## TEXT EXCERPT
Competition from other businesses
The Company will compete in a competitive market with several established coffee shops and cafes. The Company expects competition to increase in the future. If and when the Company expands the scope of its product and service offerings, it may compete with a greater number of companies across a wider range of products and services. Many of the Company's current competitors and potential new competitors may have longer operating histories, greater name recognition, larger client bases and significantly greater financial, technical and marketing resources than the Company. These advantages may allow them to respond more quickly to new or emerging technologies, changes in laws or regulations, and changes in client and/or user requirements. There can be no assurance that the Company will be able to compete successfully in its chosen markets and competitive pressures may materially and adversely affect the Company's business, prospects, financial condition and results of operations. Any significant success of the Company's competitors can damage relationships with its customers and service providers, diminish the Company's market share, and present significant obstacles to the further development of the Company.
Existing and potential litigation
Although management is unaware of any threatened or pending litigation against the Company or management, there can be no assurance that future claims will not be asserted and that, even if without merit, the cost to defend against such claims would not be significant, thus having a material adverse effect on the Company's business, financial condition and results of operations. The Company has never filed any lawsuit against any other person or entity, or been the subject of a lawsuit.
Need to maintain existing, and develop new products and services
The success of the Company is dependent upon the Company's ability to develop and introduce in a timely manner new products and services that incorporate technological advances, keep pace with evolving industry standards, and respond to changing customer requirements. If the Company is unable to develop and introduce new products and services or enhancements in a timely manner in response to changing market conditions or customer requirements, the Company's business, financial condition and results of operations would be materially adversely affected.

## REQUIRED ACTIONS
1. Repeat the part of the risk-factors text starting at "Need to maintain" and ending at "materially adversely affected.".
2. Answer these questions using the risk-factors text:
(a) What kinds of established businesses will the Company compete with?
(b) Has the Company ever filed a lawsuit against another person or entity?
(c) According to the text, what must the Company's new products and services incorporate?
3. Continue the risk-factors text after its final sentence.
The material after this text comes from a different source.

## GIVEN MATERIAL

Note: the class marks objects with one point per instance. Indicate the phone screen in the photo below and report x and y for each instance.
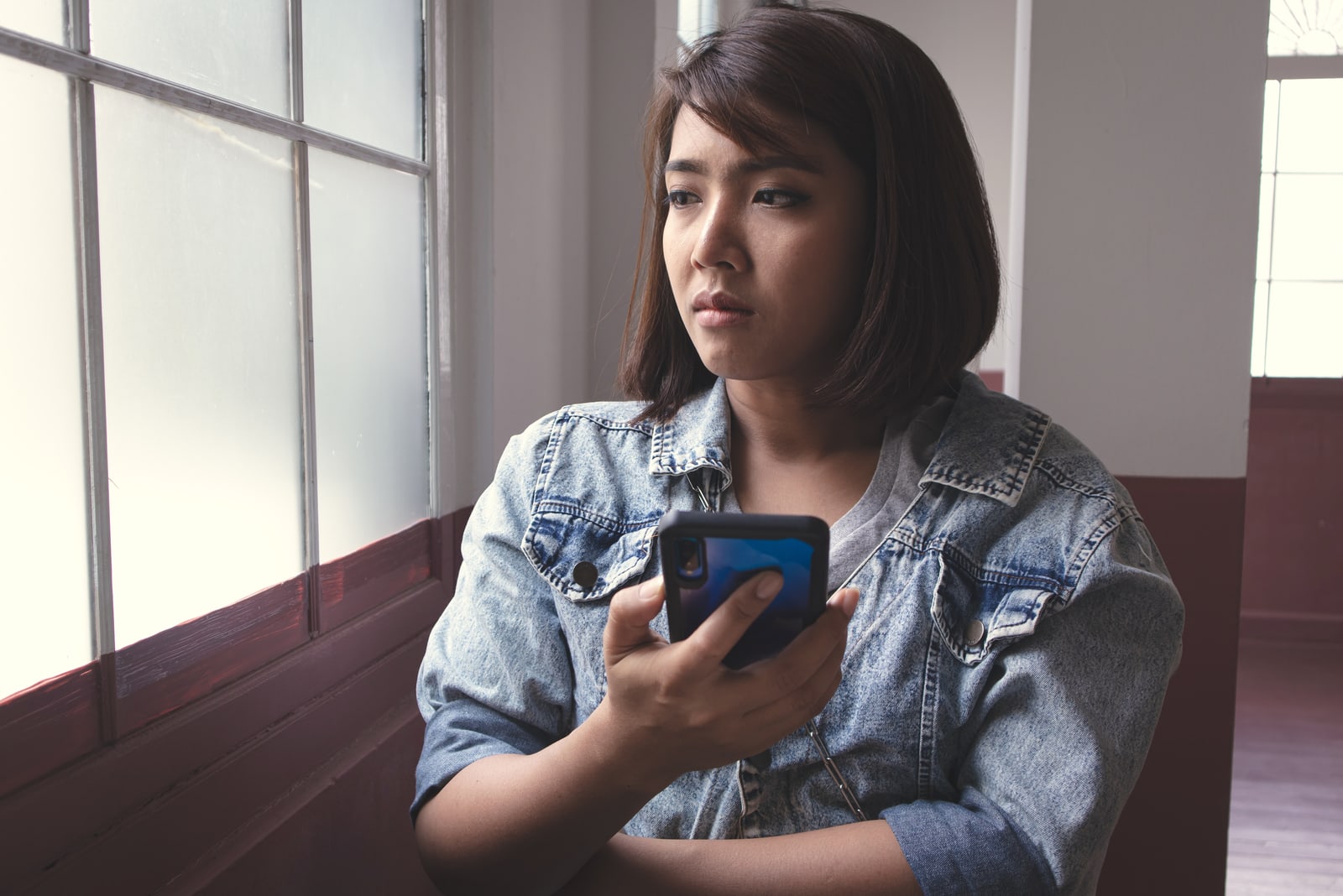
(709, 569)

## FINAL RESULTS
1.
Need to maintain existing, and develop new products and services
The success of the Company is dependent upon the Company's ability to develop and introduce in a timely manner new products and services that incorporate technological advances, keep pace with evolving industry standards, and respond to changing customer requirements. If the Company is unable to develop and introduce new products and services or enhancements in a timely manner in response to changing market conditions or customer requirements, the Company's business, financial condition and results of operations would be materially adversely affected.

2.
(a) Several established coffee shops and cafes.
(b) No, it has never filed a lawsuit against any other person or entity.
(c) Technological advances.

3.
Control of the Company
The managers, officers and/or directors comprising the Company’s management team will have sole management authority over the business of the Company, regardless of the opposition of Investors to pursue an alternate course of action. Investors will not become members of the Company and shall have no voting, dividend, minority ownership rights, or other rights or status as a member of the Company as a result of his, her or its investment. Investors will have no right to vote with respect to the management or to participate in any decision regarding management of the Company’s business.
The Company is obligated to indemnify its management
Executive officers and managers of the Company owe certain duties to the Company they serve in connection with the use of its assets. Executive officers and managers are fiduciaries, and as such are under obligations of trust and confidence to the Company and owners to act in good faith and for the interest of the Company and its owners, with due care and diligence. Notwithstanding the foregoing, the Company is obligated to indemnify officers and managers of the Company for actions or omissions to act by such officers and managers of the Company on behalf of the Company that are authorized under the organizational documents of the Company. In addition, an officer may be entitled to advancement of expenses they may incur associated with or in defense of charges, claims or legal action arising from such person’s position as an officer or manager of the Company, which could result in a decrease in the assets available for Investors in certain circumstances. The assets of the Company will be available to satisfy these indemnification obligations. Such obligations will survive dissolution of the Company. There are very limited circumstances under which the management of the Company can be held liable to the Company. Accordingly, it may be very difficult for the Company or any Investor to pursue any form of action against the management of the Company.
Limited ability to protect intellectual property rights
The Company will rely on intellectual property laws to protect certain recipes, branding and trade secrets, all of which offer only limited protection. The Company has not applied for, and has no plans to apply for, intellectual property protection through trademarks or patents. Failure to adequately protect its intellectual property from current competitors or new entrants to the market could have a material adverse effect on the Company's business, operating results, and financial condition. Additionally, the Company may become subject to third-party claims that it infringed upon their proprietary rights or trademarks. Such claims, whether or not meritorious, may result in the expenditure of significant financial and managerial resources, injunctions against the Company or the payment of damages by the Company.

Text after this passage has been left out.